Exercise instructions –
Leaving the pictures aside, return the listing exactly as it appears.

--------------------------------

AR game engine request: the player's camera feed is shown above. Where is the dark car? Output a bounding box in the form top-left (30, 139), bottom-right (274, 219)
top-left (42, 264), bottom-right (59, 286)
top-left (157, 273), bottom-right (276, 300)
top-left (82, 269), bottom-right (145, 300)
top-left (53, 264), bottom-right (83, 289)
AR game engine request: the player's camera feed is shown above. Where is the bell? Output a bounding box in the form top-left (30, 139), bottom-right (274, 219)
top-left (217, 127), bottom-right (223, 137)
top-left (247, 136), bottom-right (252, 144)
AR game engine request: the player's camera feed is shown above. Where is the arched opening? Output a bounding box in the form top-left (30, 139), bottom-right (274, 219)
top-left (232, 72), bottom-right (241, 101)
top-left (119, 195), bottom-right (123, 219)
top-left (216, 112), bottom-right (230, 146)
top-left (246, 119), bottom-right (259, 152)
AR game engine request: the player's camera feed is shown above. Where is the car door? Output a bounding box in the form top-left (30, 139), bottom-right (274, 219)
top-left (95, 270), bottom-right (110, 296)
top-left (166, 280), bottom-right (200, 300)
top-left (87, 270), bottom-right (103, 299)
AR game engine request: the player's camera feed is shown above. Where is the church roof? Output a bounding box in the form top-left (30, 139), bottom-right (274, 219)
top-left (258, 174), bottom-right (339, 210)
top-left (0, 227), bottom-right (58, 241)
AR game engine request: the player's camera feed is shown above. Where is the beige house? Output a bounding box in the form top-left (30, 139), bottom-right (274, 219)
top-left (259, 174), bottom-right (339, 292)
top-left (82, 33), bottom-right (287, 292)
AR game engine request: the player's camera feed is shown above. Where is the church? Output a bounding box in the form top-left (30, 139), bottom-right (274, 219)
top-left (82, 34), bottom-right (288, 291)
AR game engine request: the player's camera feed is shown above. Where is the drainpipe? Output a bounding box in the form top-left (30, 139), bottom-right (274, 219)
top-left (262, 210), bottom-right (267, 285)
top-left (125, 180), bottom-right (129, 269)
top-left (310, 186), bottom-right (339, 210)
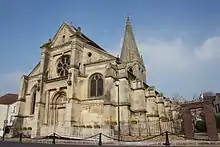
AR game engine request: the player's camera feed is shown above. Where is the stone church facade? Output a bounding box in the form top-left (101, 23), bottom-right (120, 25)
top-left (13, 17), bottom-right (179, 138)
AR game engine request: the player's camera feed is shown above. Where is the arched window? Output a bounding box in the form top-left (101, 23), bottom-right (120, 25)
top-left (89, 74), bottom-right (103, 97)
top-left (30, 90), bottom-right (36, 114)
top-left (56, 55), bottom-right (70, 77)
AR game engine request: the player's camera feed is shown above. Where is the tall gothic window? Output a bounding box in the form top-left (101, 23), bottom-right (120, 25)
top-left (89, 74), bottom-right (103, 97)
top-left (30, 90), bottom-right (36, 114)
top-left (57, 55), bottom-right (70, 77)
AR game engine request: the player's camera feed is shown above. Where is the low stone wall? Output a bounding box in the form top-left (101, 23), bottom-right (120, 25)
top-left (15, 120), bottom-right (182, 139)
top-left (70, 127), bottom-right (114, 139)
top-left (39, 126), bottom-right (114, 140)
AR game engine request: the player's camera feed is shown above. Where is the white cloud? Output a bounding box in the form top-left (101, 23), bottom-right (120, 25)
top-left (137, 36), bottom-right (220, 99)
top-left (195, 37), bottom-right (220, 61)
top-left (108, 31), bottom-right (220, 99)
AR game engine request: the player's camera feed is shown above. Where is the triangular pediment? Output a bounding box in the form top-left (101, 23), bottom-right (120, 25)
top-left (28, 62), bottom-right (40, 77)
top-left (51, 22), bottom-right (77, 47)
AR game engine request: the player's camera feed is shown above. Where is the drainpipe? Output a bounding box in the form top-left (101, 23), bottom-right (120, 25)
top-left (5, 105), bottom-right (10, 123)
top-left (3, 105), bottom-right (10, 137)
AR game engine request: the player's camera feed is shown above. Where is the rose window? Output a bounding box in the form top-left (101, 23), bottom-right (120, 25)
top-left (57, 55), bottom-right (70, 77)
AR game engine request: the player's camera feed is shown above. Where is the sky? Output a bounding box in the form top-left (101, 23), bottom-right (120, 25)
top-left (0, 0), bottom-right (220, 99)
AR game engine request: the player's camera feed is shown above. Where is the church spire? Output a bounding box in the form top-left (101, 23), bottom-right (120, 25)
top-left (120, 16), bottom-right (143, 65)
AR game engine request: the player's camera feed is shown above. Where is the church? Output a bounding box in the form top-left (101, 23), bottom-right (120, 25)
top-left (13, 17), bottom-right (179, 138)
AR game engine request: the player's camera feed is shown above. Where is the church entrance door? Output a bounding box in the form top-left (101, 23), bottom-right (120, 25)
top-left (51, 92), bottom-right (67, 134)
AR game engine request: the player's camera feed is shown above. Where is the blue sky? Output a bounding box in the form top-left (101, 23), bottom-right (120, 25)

--------------------------------

Expected answer –
AR game engine request: the player's camera feed is shown above. Where is the dark car? Output a bounding box in the form top-left (30, 139), bottom-right (274, 219)
top-left (42, 264), bottom-right (59, 286)
top-left (157, 273), bottom-right (276, 300)
top-left (82, 269), bottom-right (145, 300)
top-left (53, 264), bottom-right (83, 289)
AR game engine request: the player's camera feed is shown above. Where is the bell? Output a bounding box in the form top-left (30, 139), bottom-right (274, 219)
top-left (217, 127), bottom-right (223, 137)
top-left (247, 136), bottom-right (252, 144)
AR game engine request: the player's camera feed is shown above. Where is the arched opening? Output a bounding box in the form top-left (30, 139), bottom-right (274, 219)
top-left (232, 72), bottom-right (241, 101)
top-left (119, 195), bottom-right (123, 219)
top-left (216, 112), bottom-right (230, 146)
top-left (246, 119), bottom-right (259, 152)
AR game engine request: the player's camera feed is shown above. Where is the car door? Output a bounding box in the form top-left (30, 139), bottom-right (274, 219)
top-left (95, 270), bottom-right (110, 296)
top-left (166, 280), bottom-right (200, 300)
top-left (87, 270), bottom-right (103, 299)
AR game engine request: the player's camera feed is shown above. Where is the church roof? Output a bounding box in the form top-left (30, 139), bottom-right (274, 219)
top-left (258, 174), bottom-right (339, 210)
top-left (0, 227), bottom-right (58, 241)
AR game engine request: the player's camera feed is shown above. Where is the beige house? Output a bounding box in the form top-left (30, 139), bottom-right (274, 219)
top-left (259, 174), bottom-right (339, 292)
top-left (82, 33), bottom-right (287, 292)
AR game engine request: the player's camera feed is shown above. Where is the church? Output a bounding box in the form top-left (30, 139), bottom-right (274, 219)
top-left (82, 34), bottom-right (288, 291)
AR game engine request: the player's camera feed is shown above. Where is the drainpipe? Output a bounding box in the form top-left (30, 139), bottom-right (274, 219)
top-left (262, 210), bottom-right (267, 285)
top-left (125, 180), bottom-right (129, 269)
top-left (310, 186), bottom-right (339, 210)
AR game engine request: the player's camera feed is shown above. Where is the stone church facade? Output a bounding box in the form top-left (101, 23), bottom-right (120, 25)
top-left (13, 17), bottom-right (179, 138)
AR game engine request: the player's camera feed is shown above. Where is the arched window? Output a bounding box in the form top-left (101, 23), bottom-right (120, 25)
top-left (89, 74), bottom-right (103, 97)
top-left (30, 90), bottom-right (36, 114)
top-left (56, 55), bottom-right (70, 77)
AR game engine request: the player's camera feed is shown above. Where is the tall gothic window? Output a bounding box in the form top-left (101, 23), bottom-right (120, 25)
top-left (89, 74), bottom-right (103, 97)
top-left (30, 90), bottom-right (36, 114)
top-left (57, 55), bottom-right (70, 77)
AR game engine request: the player's camera feed is shown above. Where is the low stone wall? Output a bounding box in the form top-left (101, 23), bottom-right (120, 25)
top-left (15, 120), bottom-right (182, 139)
top-left (70, 127), bottom-right (114, 139)
top-left (39, 126), bottom-right (114, 140)
AR game engine request: the player's camera feed is shown above. Where is the white cloud? Output a bounding box in the form top-left (101, 23), bottom-right (120, 25)
top-left (137, 36), bottom-right (220, 99)
top-left (195, 37), bottom-right (220, 61)
top-left (108, 31), bottom-right (220, 99)
AR game engine request: the player's camera feed is shown above. Where is the triangular pediment? Output a bounding box in the form top-left (101, 23), bottom-right (120, 25)
top-left (28, 62), bottom-right (40, 77)
top-left (51, 22), bottom-right (77, 47)
AR game engine request: the player's camera feed is shown above. Where is the drainpipe? Output a bounding box in the form top-left (101, 23), bottom-right (120, 25)
top-left (5, 105), bottom-right (10, 123)
top-left (3, 105), bottom-right (10, 137)
AR game engine request: the player's camera feed is shown above. Where is the rose window? Output a bounding box in the form top-left (101, 23), bottom-right (120, 25)
top-left (57, 55), bottom-right (70, 77)
AR game engine request: the player's camera feed is shown above. Where is the sky? Output a bounding box in the form top-left (101, 23), bottom-right (120, 25)
top-left (0, 0), bottom-right (220, 99)
AR game engine request: the player's camera feed is shown above. Where is the church spire? Output a bounding box in the form top-left (101, 23), bottom-right (120, 25)
top-left (120, 16), bottom-right (143, 65)
AR game engine request: the player's camera feed is shown above. Where is the church? Output a bounding box in the form top-left (101, 23), bottom-right (120, 25)
top-left (13, 17), bottom-right (179, 138)
AR game engine request: the player's camera feed is shown above. Where is the church entrance door? Output a bounding box in the form top-left (101, 23), bottom-right (120, 25)
top-left (51, 92), bottom-right (67, 134)
AR game engine request: the player's camera feed is shown above. Where is the blue sky? Output a bounding box in the form top-left (101, 23), bottom-right (120, 25)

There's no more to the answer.